== Saved data entries ==
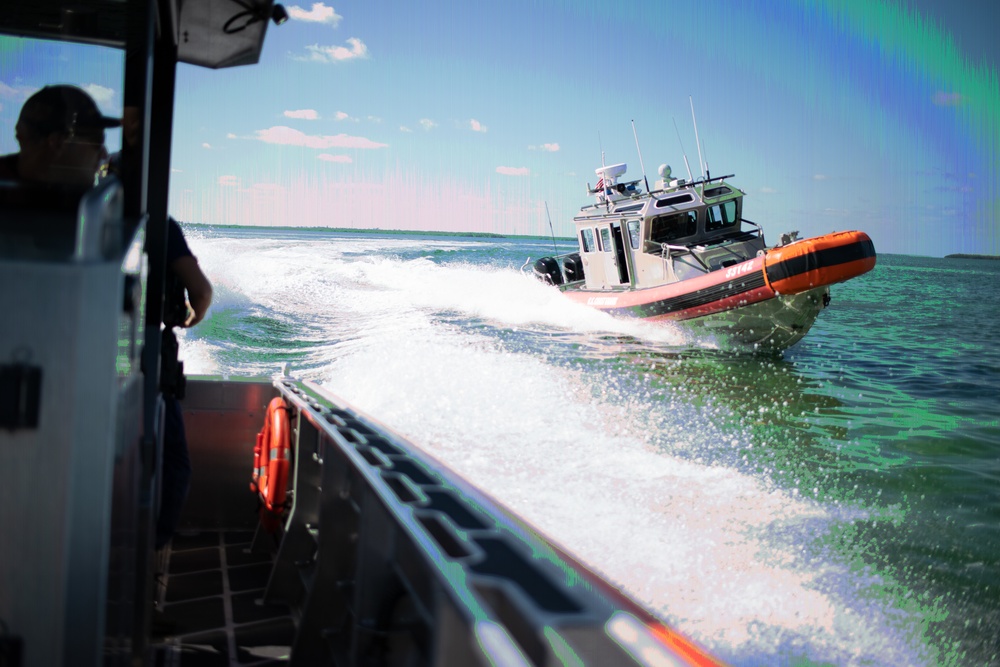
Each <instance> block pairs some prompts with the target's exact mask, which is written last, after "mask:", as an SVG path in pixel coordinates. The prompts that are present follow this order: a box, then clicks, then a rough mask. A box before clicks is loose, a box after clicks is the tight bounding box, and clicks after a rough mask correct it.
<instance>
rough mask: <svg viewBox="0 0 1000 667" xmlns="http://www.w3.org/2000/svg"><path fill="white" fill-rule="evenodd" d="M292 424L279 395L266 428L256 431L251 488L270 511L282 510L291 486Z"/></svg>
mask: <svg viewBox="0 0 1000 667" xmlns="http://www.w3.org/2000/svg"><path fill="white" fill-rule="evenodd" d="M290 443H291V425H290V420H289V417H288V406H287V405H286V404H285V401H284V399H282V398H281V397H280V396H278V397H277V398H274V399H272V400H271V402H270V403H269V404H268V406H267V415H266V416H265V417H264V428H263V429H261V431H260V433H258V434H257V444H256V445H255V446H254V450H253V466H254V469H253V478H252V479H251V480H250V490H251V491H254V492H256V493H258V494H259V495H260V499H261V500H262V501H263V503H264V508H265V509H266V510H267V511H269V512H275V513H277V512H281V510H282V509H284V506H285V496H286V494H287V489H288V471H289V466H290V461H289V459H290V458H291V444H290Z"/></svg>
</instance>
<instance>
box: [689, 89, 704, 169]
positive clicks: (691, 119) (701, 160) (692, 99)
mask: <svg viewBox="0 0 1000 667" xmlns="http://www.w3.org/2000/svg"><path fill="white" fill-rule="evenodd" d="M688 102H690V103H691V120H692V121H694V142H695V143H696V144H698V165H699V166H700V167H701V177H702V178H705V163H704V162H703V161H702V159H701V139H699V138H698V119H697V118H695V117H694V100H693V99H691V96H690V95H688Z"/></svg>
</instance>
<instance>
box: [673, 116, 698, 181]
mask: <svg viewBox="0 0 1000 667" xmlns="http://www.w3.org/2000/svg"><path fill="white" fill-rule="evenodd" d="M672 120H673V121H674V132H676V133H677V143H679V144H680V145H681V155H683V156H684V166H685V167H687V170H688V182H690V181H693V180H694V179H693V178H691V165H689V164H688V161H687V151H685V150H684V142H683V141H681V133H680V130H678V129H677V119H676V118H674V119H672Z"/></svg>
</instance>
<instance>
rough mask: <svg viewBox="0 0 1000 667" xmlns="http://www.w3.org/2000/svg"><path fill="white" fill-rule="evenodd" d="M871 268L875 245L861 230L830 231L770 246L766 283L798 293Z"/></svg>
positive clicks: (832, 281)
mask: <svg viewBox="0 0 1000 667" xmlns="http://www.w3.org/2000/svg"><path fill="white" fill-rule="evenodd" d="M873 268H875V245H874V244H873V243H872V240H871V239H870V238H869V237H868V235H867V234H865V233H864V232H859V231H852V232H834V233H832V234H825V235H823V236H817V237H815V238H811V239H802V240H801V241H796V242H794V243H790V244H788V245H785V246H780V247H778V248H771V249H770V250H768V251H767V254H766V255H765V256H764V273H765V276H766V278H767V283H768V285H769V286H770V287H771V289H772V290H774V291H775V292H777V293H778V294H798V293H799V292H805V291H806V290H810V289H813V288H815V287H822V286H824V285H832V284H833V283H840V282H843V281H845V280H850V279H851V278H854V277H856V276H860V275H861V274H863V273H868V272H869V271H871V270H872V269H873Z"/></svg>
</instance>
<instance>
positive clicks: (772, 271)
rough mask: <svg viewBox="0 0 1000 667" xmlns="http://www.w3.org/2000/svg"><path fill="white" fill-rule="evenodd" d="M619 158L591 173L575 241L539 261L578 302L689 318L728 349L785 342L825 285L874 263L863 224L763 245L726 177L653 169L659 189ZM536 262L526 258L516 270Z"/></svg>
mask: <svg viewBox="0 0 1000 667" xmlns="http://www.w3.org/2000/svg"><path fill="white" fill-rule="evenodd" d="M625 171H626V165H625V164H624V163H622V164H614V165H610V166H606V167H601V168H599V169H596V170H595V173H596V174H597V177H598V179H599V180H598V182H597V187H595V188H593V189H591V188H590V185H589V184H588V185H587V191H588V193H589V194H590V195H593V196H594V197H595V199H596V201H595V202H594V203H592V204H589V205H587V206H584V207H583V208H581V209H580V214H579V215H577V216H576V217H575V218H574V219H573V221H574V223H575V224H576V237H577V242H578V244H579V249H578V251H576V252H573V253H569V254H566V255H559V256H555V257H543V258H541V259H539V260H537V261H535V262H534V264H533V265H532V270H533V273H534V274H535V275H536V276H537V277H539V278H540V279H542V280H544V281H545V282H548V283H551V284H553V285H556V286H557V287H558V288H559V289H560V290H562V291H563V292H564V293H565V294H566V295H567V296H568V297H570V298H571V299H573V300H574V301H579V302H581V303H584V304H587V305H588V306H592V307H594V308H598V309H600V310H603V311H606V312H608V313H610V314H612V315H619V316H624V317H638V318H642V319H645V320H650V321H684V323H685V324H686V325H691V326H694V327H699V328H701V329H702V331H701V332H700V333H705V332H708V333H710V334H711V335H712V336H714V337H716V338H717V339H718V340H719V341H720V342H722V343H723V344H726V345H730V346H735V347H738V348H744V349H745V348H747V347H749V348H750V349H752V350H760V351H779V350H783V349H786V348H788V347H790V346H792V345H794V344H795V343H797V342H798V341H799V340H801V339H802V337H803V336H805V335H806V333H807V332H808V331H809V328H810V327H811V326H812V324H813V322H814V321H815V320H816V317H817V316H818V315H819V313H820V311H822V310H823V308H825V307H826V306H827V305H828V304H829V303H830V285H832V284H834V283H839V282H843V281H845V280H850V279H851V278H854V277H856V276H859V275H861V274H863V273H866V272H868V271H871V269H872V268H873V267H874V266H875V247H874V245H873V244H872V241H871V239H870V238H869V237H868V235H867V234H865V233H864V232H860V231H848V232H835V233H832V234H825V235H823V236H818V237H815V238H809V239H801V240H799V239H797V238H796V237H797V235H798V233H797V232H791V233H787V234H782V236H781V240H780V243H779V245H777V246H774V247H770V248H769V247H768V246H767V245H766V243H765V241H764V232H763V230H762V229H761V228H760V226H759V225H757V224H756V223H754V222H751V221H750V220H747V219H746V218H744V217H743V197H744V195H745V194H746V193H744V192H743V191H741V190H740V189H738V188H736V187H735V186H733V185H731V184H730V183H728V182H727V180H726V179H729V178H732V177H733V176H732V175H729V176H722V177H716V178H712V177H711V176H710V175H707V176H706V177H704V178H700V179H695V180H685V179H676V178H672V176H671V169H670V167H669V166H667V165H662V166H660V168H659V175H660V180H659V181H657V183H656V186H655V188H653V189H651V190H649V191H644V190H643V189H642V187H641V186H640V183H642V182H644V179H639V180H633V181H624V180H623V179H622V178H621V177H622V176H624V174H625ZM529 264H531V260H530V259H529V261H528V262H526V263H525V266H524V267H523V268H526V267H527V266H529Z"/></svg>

== Problem requirements ==
Rewrite the listing above with every "positive clicks" changed to "foreground clicks" and everything else left as it is. Omit the pictures from your answer.

== Result ==
Each <instance> block pairs some prompts with the target's exact mask, which is written last, after "mask:", as an SVG path in pixel coordinates. The prompts that are present follow this order: a box, then clicks, then a rough mask. A box before clicks is loose, a box after clicks is the tight bounding box, and clicks after a rough mask correct it.
<instance>
rough mask: <svg viewBox="0 0 1000 667" xmlns="http://www.w3.org/2000/svg"><path fill="white" fill-rule="evenodd" d="M292 424L279 395L266 428L256 431L251 488L270 511L282 510L291 486Z"/></svg>
mask: <svg viewBox="0 0 1000 667" xmlns="http://www.w3.org/2000/svg"><path fill="white" fill-rule="evenodd" d="M290 443H291V425H290V420H289V417H288V406H287V405H286V404H285V401H284V399H282V398H281V397H280V396H278V397H277V398H274V399H272V400H271V402H270V403H269V404H268V406H267V415H266V416H265V417H264V428H263V429H261V431H260V433H258V434H257V444H256V445H255V446H254V450H253V466H254V469H253V478H252V479H251V480H250V490H251V491H254V492H256V493H258V494H259V495H260V499H261V500H262V501H263V503H264V508H265V509H266V510H267V511H269V512H275V513H277V512H281V510H282V509H284V506H285V496H286V494H287V489H288V471H289V466H290V461H289V459H290V458H291V444H290Z"/></svg>
</instance>
<instance>
box: [689, 89, 704, 169]
foreground clicks: (691, 119) (701, 160) (692, 99)
mask: <svg viewBox="0 0 1000 667" xmlns="http://www.w3.org/2000/svg"><path fill="white" fill-rule="evenodd" d="M688 102H690V103H691V120H692V121H694V142H695V143H696V144H698V165H699V166H700V167H701V177H702V178H705V163H704V162H703V161H702V159H701V139H699V138H698V119H697V118H695V117H694V100H693V99H691V96H690V95H688Z"/></svg>
</instance>
<instance>
box: [673, 116, 698, 181]
mask: <svg viewBox="0 0 1000 667" xmlns="http://www.w3.org/2000/svg"><path fill="white" fill-rule="evenodd" d="M672 120H673V121H674V132H676V133H677V143H679V144H680V145H681V155H683V156H684V166H685V167H687V170H688V182H690V181H693V180H694V179H693V178H691V165H689V164H688V161H687V151H685V150H684V142H683V141H681V133H680V130H678V129H677V119H676V118H674V119H672Z"/></svg>
</instance>
<instance>
rough mask: <svg viewBox="0 0 1000 667" xmlns="http://www.w3.org/2000/svg"><path fill="white" fill-rule="evenodd" d="M871 268L875 245L861 230L830 231L770 246L766 283L798 293Z"/></svg>
foreground clicks: (832, 281)
mask: <svg viewBox="0 0 1000 667" xmlns="http://www.w3.org/2000/svg"><path fill="white" fill-rule="evenodd" d="M873 268H875V245H874V244H873V243H872V240H871V239H870V238H869V237H868V235H867V234H865V233H864V232H859V231H852V232H834V233H832V234H825V235H823V236H817V237H815V238H811V239H802V240H801V241H796V242H794V243H790V244H788V245H785V246H780V247H778V248H771V249H770V250H768V251H767V254H766V255H765V256H764V273H765V276H766V278H767V283H768V285H769V286H770V287H771V289H772V290H774V291H775V292H777V293H778V294H798V293H799V292H805V291H806V290H810V289H813V288H815V287H822V286H824V285H832V284H833V283H840V282H843V281H845V280H850V279H851V278H854V277H856V276H860V275H861V274H863V273H868V272H869V271H871V270H872V269H873Z"/></svg>
</instance>
<instance>
foreground clicks: (772, 271)
rough mask: <svg viewBox="0 0 1000 667" xmlns="http://www.w3.org/2000/svg"><path fill="white" fill-rule="evenodd" d="M619 158L591 173L575 241L539 261L578 302L689 318L728 349L785 342L825 285L874 263L863 224L763 245L726 177L653 169L659 189ZM536 262L526 258L516 270Z"/></svg>
mask: <svg viewBox="0 0 1000 667" xmlns="http://www.w3.org/2000/svg"><path fill="white" fill-rule="evenodd" d="M625 171H626V165H625V164H624V163H622V164H614V165H610V166H606V167H601V168H599V169H596V170H595V173H596V174H597V177H598V179H599V180H598V182H597V187H595V188H593V189H591V188H590V185H589V184H588V185H587V191H588V193H589V194H590V195H593V196H594V197H595V199H596V201H595V202H594V203H592V204H589V205H587V206H584V207H583V208H581V209H580V214H579V215H577V216H576V217H575V218H574V219H573V221H574V223H575V224H576V237H577V242H578V244H579V249H578V251H576V252H573V253H569V254H566V255H559V256H555V257H543V258H541V259H539V260H537V261H535V262H534V264H533V265H532V270H533V273H534V274H535V275H536V276H537V277H539V278H540V279H542V280H544V281H545V282H548V283H551V284H553V285H556V286H557V287H558V288H559V289H560V290H562V291H563V292H564V293H565V294H566V295H567V296H568V297H570V298H571V299H573V300H574V301H579V302H581V303H584V304H587V305H588V306H592V307H594V308H598V309H600V310H603V311H606V312H608V313H610V314H612V315H619V316H624V317H638V318H642V319H645V320H650V321H684V323H685V324H686V325H691V326H694V327H699V328H701V329H702V331H701V332H700V333H705V332H708V333H710V334H711V335H712V336H714V337H716V338H717V339H718V340H719V341H720V342H722V343H723V344H726V345H730V346H735V347H738V348H744V349H745V348H747V347H749V348H750V349H752V350H760V351H779V350H783V349H786V348H788V347H790V346H792V345H794V344H795V343H797V342H798V341H799V340H801V339H802V337H803V336H805V335H806V333H807V332H808V331H809V328H810V327H811V326H812V324H813V322H814V321H815V320H816V317H817V316H818V315H819V313H820V311H822V310H823V308H825V307H826V306H827V305H828V304H829V303H830V285H832V284H834V283H839V282H843V281H845V280H850V279H851V278H854V277H856V276H859V275H861V274H863V273H866V272H868V271H871V269H872V268H873V267H874V266H875V247H874V245H873V244H872V241H871V239H870V238H869V237H868V235H867V234H865V233H864V232H860V231H848V232H835V233H832V234H825V235H823V236H818V237H815V238H809V239H801V240H799V239H797V238H796V237H797V235H798V233H797V232H791V233H787V234H782V236H781V240H780V243H779V245H777V246H774V247H770V248H769V247H768V246H767V245H766V243H765V241H764V232H763V230H762V229H761V228H760V226H759V225H757V224H756V223H754V222H751V221H750V220H747V219H746V218H744V217H743V197H744V195H745V194H746V193H744V192H743V191H741V190H740V189H738V188H736V187H735V186H733V185H731V184H730V183H728V182H727V180H726V179H729V178H732V177H733V176H732V175H729V176H722V177H716V178H712V177H711V176H710V175H707V176H706V177H704V178H700V179H695V180H685V179H676V178H672V176H671V169H670V167H669V166H667V165H662V166H660V168H659V175H660V180H659V181H657V183H656V186H655V188H653V189H651V190H649V191H644V190H643V189H642V187H641V186H640V183H642V182H644V179H639V180H633V181H624V180H623V179H622V178H621V177H622V176H624V174H625ZM529 264H531V260H530V259H529V261H528V262H526V263H525V266H524V267H523V268H526V267H527V266H529Z"/></svg>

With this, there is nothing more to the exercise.